= WORK TO DO =
Can you copy, without any change, only the lines that open with the one containing "pin: the small" and run through the final line below, including both of those lines?

= DATA FOR PROCESSING =
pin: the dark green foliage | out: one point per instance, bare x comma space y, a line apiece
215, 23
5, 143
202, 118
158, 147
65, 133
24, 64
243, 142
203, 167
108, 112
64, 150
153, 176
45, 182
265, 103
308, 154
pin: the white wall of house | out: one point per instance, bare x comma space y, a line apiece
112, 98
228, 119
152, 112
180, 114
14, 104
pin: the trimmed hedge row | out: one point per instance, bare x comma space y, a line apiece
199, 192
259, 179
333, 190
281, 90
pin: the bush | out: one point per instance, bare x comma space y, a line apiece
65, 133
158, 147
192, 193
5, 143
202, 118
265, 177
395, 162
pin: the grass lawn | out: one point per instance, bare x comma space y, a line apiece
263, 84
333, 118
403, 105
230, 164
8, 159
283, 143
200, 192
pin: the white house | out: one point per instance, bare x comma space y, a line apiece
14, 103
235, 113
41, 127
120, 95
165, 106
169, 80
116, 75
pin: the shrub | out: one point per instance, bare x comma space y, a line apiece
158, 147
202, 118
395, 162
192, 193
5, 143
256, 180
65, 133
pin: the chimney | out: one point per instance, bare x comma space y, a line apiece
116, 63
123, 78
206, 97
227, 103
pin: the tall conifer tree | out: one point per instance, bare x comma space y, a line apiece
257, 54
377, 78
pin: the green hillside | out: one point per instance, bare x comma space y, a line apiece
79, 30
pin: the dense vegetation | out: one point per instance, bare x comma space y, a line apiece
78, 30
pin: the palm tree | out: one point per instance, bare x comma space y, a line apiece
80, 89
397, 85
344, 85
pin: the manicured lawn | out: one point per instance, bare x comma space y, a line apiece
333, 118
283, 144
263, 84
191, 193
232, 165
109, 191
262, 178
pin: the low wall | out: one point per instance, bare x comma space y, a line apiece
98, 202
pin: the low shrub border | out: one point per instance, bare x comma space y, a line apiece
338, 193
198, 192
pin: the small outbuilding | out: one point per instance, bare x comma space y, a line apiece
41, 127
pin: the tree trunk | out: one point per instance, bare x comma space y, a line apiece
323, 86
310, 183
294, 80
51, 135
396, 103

= CORRECT ANSWER =
pin: the small outbuilding | out: one point per instance, bare x comma space y, a line apiece
41, 127
pin: the tree trunk | out: one point per instance, bare x comma space y, a line apiece
323, 86
310, 183
294, 80
51, 135
396, 103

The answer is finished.